Exercise goal => Please copy all the lines that follow, word for word.

Rows =>

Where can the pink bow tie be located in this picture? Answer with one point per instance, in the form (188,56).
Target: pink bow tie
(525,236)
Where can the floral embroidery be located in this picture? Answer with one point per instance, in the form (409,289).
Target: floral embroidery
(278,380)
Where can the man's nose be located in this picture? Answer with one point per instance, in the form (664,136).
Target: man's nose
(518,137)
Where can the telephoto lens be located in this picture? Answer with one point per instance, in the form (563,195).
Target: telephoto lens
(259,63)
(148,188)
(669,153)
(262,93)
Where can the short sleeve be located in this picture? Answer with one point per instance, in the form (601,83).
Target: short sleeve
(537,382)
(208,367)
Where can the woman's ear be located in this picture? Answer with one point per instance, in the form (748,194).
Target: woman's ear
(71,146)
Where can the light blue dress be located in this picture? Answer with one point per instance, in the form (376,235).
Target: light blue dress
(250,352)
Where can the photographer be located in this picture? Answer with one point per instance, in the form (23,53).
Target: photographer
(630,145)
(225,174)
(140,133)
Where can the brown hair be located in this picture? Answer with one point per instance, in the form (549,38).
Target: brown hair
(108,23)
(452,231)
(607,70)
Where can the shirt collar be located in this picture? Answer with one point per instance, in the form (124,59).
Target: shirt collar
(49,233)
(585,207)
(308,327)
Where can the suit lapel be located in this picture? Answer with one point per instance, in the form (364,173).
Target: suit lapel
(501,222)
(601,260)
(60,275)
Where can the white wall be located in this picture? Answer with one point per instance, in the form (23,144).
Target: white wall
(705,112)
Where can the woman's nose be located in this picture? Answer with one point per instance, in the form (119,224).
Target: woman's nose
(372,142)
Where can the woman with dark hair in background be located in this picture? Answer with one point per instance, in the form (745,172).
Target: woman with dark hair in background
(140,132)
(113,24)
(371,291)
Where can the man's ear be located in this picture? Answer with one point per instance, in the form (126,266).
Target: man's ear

Solution =>
Where can the pink bow tie be located in this picture? Answer with one point per instance, in the form (188,56).
Target: pink bow tie
(525,236)
Where can the floral embroidery be located in this picture? Answer with one point per instance, in the form (409,289).
Target: floral embroidery
(278,380)
Where can the man's nose be located in this picture? Answer with one point per instance, in the form (664,136).
Target: man's nose
(518,137)
Where can the telephoto lens be located in this picture? Answer with one point per instance, in the form (563,195).
Target: telephoto lens
(259,63)
(148,188)
(669,153)
(262,93)
Where can the short sleeve be located in this picture? Answer with one point per instance, in the form (601,83).
Target: short sleeve
(537,382)
(208,367)
Where can the woman's ear be located in this picture? Answer with one point per instance, in the form (748,194).
Target: woman's ear
(71,146)
Where can the light blue dress be located in this picture? Answer with one point per instance, in the form (376,235).
Target: light blue dress
(250,352)
Where can the photographer be located in this picture? Answer with one point per instance, in the form (23,53).
Target: photographer
(630,145)
(225,174)
(140,133)
Where can the brown hair be located in this picture? Answer with one point per instance, in the form (549,38).
Target: brown hair
(108,23)
(452,231)
(607,70)
Where can the shirt collar be located in this picture? Answer with one point per instance, in the form (124,59).
Target: shirt collar
(49,233)
(585,207)
(308,327)
Where can the suit lapel be located in this picture? Answer with one point per instance, in the form (364,173).
Target: suit lapel
(501,222)
(601,260)
(60,275)
Where can the white wall be located in this picture? Answer with one point per instance, in the form (23,144).
Target: white wall
(705,112)
Where can the woman's nose be located in this picture? Answer with one point per instance, in the form (119,224).
Target: woman's nose
(372,142)
Where can the woman with dark hair in background be located in this picture? Answer with one point per instance, in the form (745,172).
Target: woman with dark hair in background
(140,132)
(113,24)
(371,291)
Where can the man's ear be located in this picture? Answer with one point per instance, in the form (126,266).
Target: man's ear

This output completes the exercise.